WHAT IS BEING ASKED — Please reproduce the entries starting at the line containing "mark the detached" and ending at the line containing "xmin=713 ymin=405 xmax=788 ymax=456", requests included, and offset every coordinate in the answers by adding 89. Leave the requests and the sample format inside them unchanged.

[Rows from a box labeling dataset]
— BEGIN —

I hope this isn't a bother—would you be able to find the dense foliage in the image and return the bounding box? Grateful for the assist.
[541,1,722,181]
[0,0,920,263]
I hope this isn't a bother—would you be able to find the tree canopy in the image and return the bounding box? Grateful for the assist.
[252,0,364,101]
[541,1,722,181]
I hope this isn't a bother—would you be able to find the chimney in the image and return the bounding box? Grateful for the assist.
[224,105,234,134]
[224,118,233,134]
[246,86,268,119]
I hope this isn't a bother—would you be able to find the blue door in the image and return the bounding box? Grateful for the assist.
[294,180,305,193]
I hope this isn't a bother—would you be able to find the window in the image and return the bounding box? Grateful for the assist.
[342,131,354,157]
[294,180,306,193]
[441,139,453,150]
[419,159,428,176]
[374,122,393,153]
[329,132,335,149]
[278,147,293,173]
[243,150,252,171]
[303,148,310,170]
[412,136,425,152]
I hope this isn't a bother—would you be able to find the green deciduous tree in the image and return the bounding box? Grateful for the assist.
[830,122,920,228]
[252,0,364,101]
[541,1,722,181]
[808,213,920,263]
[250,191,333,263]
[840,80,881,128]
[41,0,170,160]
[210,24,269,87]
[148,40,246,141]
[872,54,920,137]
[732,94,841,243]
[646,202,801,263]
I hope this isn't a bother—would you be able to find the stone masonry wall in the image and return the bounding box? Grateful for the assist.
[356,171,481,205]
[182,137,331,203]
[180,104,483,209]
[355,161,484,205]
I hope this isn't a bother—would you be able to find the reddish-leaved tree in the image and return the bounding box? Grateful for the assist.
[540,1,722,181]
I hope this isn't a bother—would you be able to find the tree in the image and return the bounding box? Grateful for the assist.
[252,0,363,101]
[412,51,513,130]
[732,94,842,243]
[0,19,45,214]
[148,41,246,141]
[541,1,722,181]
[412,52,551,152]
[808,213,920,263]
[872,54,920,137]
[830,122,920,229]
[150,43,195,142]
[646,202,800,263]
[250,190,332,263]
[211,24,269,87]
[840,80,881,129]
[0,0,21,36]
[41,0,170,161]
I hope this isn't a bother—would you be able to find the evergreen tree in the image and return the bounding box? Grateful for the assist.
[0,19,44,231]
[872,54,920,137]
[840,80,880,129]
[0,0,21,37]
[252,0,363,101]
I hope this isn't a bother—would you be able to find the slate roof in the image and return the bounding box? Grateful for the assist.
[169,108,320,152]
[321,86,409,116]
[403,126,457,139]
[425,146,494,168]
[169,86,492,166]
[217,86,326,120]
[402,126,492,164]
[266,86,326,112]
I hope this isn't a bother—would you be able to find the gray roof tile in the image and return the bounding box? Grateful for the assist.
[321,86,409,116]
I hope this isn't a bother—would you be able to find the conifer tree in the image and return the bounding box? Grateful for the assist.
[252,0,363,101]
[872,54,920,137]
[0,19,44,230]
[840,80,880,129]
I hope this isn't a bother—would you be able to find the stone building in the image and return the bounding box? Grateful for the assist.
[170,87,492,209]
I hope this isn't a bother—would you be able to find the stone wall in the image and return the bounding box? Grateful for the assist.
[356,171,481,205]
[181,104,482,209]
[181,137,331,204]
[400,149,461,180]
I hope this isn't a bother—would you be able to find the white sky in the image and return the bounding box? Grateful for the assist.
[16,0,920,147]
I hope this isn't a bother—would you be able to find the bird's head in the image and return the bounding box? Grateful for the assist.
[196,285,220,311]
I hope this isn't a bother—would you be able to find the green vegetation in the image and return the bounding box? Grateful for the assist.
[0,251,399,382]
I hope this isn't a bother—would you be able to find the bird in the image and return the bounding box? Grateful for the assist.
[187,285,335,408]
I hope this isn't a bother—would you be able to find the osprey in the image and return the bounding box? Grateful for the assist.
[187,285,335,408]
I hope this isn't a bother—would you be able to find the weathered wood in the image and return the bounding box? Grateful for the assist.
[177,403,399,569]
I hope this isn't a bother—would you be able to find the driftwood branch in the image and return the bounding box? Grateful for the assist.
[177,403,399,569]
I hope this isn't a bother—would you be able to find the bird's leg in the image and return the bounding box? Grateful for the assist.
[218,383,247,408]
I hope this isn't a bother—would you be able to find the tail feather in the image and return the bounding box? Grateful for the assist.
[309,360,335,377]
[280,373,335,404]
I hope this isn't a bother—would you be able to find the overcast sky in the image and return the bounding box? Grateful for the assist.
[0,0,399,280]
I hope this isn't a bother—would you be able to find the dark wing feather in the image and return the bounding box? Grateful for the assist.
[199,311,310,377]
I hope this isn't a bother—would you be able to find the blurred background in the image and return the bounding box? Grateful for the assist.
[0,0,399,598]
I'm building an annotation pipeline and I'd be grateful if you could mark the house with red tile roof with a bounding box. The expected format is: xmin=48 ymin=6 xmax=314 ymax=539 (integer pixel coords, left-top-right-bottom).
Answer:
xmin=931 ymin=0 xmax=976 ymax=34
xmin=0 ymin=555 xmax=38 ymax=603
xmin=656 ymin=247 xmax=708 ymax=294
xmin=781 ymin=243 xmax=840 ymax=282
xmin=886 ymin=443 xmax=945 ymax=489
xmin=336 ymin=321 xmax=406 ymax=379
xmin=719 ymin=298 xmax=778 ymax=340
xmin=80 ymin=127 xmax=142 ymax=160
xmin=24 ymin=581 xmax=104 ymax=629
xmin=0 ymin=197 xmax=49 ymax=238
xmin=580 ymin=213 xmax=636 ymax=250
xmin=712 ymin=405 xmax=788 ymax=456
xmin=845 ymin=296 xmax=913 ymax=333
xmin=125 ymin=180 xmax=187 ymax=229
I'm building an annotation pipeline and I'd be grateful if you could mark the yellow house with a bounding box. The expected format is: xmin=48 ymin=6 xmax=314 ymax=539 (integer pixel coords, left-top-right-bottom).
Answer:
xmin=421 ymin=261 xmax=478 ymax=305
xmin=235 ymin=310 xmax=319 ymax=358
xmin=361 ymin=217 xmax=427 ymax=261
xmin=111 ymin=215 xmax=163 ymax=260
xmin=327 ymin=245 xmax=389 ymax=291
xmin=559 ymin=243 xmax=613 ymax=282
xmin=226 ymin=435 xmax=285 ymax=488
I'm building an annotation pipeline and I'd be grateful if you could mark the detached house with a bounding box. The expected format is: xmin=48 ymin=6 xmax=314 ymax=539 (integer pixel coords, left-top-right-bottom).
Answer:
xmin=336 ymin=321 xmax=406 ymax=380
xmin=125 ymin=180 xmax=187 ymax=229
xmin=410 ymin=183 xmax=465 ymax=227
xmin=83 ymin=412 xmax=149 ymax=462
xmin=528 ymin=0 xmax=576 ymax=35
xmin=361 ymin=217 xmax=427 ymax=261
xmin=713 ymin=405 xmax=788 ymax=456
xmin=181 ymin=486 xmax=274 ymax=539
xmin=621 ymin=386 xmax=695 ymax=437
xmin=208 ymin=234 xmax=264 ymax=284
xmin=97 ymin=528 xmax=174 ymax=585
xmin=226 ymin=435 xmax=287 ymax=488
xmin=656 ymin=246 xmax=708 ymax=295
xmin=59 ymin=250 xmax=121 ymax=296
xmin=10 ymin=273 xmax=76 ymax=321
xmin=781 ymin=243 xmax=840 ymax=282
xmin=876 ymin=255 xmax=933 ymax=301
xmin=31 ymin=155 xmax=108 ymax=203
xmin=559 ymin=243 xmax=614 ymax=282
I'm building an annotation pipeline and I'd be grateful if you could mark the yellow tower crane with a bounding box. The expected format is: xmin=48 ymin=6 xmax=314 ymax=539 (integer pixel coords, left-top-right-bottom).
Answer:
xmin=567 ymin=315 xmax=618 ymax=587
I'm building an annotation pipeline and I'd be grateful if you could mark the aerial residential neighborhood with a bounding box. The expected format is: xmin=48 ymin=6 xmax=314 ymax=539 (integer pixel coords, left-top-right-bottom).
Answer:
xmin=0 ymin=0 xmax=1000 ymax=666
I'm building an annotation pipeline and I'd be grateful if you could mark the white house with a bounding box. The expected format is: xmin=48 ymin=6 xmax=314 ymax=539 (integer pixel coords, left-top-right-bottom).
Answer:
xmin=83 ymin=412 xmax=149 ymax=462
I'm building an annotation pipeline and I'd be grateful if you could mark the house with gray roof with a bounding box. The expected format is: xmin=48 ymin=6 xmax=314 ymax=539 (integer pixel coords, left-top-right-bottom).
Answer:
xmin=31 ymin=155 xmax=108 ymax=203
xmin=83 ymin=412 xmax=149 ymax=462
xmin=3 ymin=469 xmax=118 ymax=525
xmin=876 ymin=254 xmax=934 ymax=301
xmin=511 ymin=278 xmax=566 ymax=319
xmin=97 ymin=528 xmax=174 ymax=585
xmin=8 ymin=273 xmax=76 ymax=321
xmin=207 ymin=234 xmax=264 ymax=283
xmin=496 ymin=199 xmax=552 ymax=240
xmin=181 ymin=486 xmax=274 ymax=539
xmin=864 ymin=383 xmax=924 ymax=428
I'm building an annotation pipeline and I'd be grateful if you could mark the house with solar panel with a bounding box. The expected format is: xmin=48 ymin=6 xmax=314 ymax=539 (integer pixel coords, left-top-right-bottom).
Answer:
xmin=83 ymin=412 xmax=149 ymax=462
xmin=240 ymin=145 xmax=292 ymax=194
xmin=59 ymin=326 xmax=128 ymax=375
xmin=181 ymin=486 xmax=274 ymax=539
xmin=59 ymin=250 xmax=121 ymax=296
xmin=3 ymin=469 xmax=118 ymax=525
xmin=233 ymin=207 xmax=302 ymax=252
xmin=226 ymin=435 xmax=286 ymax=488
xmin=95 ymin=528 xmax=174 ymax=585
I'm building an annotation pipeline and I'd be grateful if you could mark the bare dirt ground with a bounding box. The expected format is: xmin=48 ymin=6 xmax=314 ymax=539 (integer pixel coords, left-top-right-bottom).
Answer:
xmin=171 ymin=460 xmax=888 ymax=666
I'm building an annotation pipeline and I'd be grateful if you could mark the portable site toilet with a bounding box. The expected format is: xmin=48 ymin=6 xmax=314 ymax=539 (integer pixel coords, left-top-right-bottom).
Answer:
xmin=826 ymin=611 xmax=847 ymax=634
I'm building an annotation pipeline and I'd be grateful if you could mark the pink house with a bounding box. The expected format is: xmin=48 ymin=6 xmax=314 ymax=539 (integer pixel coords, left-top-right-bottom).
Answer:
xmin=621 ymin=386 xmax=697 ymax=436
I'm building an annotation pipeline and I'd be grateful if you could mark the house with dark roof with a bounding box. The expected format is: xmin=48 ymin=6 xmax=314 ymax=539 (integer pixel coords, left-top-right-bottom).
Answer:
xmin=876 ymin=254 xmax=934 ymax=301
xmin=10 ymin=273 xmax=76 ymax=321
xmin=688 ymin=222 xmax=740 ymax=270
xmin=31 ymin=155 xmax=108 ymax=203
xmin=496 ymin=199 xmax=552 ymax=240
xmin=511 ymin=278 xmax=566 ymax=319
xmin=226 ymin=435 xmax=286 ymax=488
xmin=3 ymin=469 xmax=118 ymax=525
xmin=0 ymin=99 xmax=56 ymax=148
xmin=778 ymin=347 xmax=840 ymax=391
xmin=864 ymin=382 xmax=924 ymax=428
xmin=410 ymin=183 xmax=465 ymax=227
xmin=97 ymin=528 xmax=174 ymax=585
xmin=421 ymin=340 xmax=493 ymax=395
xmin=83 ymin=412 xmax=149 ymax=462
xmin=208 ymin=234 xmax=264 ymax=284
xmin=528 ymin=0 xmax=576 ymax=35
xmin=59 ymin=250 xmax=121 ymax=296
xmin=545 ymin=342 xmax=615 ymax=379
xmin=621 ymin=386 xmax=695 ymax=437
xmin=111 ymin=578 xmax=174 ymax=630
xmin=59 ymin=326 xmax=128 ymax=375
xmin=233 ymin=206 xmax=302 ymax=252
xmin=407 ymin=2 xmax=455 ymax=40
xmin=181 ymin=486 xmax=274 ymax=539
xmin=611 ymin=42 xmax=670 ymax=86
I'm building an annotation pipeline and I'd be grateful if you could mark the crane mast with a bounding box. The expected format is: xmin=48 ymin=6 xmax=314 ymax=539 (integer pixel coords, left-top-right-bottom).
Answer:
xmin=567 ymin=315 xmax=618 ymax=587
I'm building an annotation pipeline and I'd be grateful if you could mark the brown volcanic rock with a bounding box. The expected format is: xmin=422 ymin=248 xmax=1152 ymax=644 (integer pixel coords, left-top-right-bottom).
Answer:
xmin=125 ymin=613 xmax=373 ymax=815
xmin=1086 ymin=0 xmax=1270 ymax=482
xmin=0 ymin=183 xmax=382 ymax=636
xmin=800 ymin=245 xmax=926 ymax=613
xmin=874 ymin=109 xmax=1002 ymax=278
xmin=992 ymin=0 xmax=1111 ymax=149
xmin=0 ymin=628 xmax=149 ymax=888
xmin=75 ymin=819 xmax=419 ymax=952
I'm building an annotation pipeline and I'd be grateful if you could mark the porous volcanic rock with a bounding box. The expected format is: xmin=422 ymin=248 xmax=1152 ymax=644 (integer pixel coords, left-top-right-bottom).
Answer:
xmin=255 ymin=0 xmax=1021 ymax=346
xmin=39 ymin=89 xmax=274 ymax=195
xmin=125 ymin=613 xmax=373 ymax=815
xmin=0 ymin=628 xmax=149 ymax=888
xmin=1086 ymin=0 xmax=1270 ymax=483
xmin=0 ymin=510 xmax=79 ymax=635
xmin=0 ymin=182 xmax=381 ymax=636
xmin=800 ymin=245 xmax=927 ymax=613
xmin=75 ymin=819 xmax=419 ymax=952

— END —

COMPLETE ANSWER —
I'm building an annotation pipeline and I'd be grateful if you could mark the detached house with a bounding box. The expected format is: xmin=48 ymin=6 xmax=314 ymax=539 (integer pixel coords, left-top-right-bottom).
Answer:
xmin=425 ymin=410 xmax=495 ymax=469
xmin=214 ymin=269 xmax=276 ymax=318
xmin=499 ymin=272 xmax=554 ymax=316
xmin=172 ymin=501 xmax=238 ymax=551
xmin=617 ymin=89 xmax=665 ymax=124
xmin=450 ymin=306 xmax=516 ymax=350
xmin=802 ymin=494 xmax=877 ymax=545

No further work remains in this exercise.